:: Text passage ::

--- BEGIN ---

Todd Ream: Thank you. Trinity Western’s main campus is in Langley, British Columbia. As the president, what’s your greatest hope for the university in particular, in relation to the students it serves, but also the external constituents that it serves?
Todd Martin: Well, Trinity is located in one of the most beautiful places in the world. And yesterday it was sunny and it was about 14 degrees Celsius for our European listeners. Uh, you know, about 58 degrees Fahrenheit for our, our American listeners. And I had just flown back from Chicago where it was quite a bit, quite a bit browner and you know, quite a bit saltier and grittier and et cetera. And certainly much of Canada is cold and lots of snow. But this is a very beautiful place. It’s green, it’s slush. The flowers are starting to sprout uh, on a sunny day you see the snow cap mountains. It’s quite beautiful.
So I think that lends itself to an appreciation for the grandeur of God and creation and His creative capacity. So that, I think is an easy connection to that. I think from a theological point of view, Trinity has a very humble pietistic origins. Um, it was founded by the Evangelical Free Church of America which wasn’t known for their academic prowess, although it planted Trinity International University, Trinity Evangelical Divinity School. I mean, there’s a lot of amazing things that did, although it came from very humble background.
And, and I think we understand that we are who we are by God’s good graces. And, and I like to say often in spite of ourselves, right? Uh, that we’re, we have a beautiful campus in a beautiful part of the world. And we don’t take it for granted that we don’t deserve this, but it’s something that allows us to minister to not only in Canada, but now increasingly in the United States and around the world.
Todd Ream: Yeah. Thank you.
As our time begins to become short, I want to ask you now about your sense of the academic vocation, especially drawing from someone who started as a faculty member, served as an academic administrator, and now serves as president. How have you come to understand it and perhaps even define this vocation?
Todd Martin: I’m a big fan of the term vocation, right. Uh, and, and I, you know, whether you go back to Luther or, or, or whether you look at some more modern adaptations of it, when I was provost, we developed a framework called A Faculty Vocational Career Guide. And it was really, how do we help faculty who come in often new, fresh out of the academy their PhD training, and what does it mean to be in academics. And, and in our institution we’re we, we value high quality teaching, but we also value high quality research. And we also know that we need we need high quality administrators administrators.
And, and the last thing we want is to sort of say, you know again, again, I, I joke, how, how did you become president? I, well, I wasn’t paying attention when everybody looked the other way, right. And there I was. Well, the, that you don’t want, oh, it’s my turn to be the in, in administration because that doesn’t lend itself to the kind of leadership that you want. And so we try and help our faculty early on, be successful in their early years, moving towards tenure and, and promotion.

--- END ---

:: Job ::
Reproduce word for word the stretch of the interview transcript that begins at "Todd Martin: Well, Trinity" and stops after "It’s quite beautiful.".

:: Rows taken from a pointing dataset ::
--- BEGIN ---

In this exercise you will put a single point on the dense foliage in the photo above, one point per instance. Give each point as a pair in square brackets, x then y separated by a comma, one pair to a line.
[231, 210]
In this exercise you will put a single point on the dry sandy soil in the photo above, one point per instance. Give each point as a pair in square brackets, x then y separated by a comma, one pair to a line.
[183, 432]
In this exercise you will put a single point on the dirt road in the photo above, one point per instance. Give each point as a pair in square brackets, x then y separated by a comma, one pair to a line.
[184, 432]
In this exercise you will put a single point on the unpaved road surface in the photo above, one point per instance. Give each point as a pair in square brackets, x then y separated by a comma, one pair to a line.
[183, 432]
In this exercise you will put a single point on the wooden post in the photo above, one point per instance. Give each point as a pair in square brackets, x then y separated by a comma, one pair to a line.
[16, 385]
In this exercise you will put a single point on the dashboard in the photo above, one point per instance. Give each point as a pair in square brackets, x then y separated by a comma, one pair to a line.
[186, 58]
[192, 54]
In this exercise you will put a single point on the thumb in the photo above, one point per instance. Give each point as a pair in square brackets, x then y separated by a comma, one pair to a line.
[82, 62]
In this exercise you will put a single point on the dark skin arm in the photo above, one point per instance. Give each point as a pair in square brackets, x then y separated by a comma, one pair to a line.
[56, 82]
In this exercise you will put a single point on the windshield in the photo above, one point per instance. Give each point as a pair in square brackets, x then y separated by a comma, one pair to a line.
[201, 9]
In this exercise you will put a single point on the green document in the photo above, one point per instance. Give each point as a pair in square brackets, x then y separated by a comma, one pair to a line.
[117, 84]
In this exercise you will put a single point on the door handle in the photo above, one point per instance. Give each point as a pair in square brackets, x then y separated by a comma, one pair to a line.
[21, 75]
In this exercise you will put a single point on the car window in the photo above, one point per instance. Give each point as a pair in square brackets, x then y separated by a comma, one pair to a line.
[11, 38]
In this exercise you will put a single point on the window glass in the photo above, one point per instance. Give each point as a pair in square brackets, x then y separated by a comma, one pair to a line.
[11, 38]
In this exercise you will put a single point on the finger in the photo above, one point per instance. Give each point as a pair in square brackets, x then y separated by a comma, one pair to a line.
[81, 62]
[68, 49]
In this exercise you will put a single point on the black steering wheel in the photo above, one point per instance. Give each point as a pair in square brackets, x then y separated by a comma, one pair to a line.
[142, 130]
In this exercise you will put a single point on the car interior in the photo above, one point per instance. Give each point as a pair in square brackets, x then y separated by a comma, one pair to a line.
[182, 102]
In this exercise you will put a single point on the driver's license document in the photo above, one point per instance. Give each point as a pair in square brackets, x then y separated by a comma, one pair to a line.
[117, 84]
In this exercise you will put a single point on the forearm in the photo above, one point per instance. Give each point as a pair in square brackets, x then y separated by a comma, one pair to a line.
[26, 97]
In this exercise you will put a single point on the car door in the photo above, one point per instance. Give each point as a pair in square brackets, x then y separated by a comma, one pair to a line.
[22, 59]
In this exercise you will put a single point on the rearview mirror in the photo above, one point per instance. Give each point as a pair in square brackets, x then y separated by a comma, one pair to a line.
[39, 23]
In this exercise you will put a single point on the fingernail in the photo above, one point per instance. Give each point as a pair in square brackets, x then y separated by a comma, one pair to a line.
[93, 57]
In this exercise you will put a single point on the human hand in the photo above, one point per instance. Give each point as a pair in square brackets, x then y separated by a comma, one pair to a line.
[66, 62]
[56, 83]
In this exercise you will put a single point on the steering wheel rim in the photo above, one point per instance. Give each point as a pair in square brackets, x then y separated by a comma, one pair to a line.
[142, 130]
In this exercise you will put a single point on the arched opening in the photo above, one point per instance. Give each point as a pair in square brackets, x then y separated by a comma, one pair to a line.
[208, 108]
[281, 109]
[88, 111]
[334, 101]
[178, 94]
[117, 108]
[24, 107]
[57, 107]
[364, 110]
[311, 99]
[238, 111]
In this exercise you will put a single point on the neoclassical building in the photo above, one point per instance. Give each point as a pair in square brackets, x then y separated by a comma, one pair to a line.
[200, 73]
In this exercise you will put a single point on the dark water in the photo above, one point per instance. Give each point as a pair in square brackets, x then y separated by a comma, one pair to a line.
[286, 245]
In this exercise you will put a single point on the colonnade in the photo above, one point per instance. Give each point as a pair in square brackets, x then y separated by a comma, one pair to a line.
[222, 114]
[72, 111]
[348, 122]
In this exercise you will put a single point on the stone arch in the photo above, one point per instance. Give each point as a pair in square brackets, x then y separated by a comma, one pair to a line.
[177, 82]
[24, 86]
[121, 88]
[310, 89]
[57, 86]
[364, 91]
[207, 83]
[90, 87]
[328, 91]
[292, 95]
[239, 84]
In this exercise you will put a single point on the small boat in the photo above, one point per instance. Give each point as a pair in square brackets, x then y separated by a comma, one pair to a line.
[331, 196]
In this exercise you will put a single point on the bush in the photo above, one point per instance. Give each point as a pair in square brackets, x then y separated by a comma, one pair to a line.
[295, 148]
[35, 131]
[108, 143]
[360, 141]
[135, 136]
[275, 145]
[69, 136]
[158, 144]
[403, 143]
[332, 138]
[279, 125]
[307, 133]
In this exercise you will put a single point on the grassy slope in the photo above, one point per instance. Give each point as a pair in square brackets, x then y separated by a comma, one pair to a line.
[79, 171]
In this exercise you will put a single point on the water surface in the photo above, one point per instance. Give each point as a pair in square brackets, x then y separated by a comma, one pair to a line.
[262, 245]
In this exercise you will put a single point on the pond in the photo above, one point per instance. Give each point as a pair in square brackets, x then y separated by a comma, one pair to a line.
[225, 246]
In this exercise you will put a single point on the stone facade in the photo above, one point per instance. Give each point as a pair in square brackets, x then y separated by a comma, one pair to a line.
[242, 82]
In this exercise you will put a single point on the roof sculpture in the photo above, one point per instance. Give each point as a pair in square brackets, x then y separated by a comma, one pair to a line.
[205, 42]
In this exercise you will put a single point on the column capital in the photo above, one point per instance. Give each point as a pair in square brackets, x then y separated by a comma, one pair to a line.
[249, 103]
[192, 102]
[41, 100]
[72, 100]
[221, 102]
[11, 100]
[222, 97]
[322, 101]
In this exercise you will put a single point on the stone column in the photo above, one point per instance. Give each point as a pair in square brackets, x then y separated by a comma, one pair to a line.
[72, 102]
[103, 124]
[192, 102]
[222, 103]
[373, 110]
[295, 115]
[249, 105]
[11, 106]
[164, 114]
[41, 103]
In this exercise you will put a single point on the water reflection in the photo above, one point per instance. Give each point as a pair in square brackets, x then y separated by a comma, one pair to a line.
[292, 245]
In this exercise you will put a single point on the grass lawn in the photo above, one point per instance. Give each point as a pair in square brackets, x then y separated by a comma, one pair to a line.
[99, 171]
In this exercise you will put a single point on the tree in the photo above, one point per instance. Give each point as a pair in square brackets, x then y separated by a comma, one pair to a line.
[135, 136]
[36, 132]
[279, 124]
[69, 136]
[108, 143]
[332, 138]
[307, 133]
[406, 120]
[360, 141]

--- END ---

:: Reply ::
Todd Martin: Well, Trinity is located in one of the most beautiful places in the world. And yesterday it was sunny and it was about 14 degrees Celsius for our European listeners. Uh, you know, about 58 degrees Fahrenheit for our, our American listeners. And I had just flown back from Chicago where it was quite a bit, quite a bit browner and you know, quite a bit saltier and grittier and et cetera. And certainly much of Canada is cold and lots of snow. But this is a very beautiful place. It’s green, it’s slush. The flowers are starting to sprout uh, on a sunny day you see the snow cap mountains. It’s quite beautiful.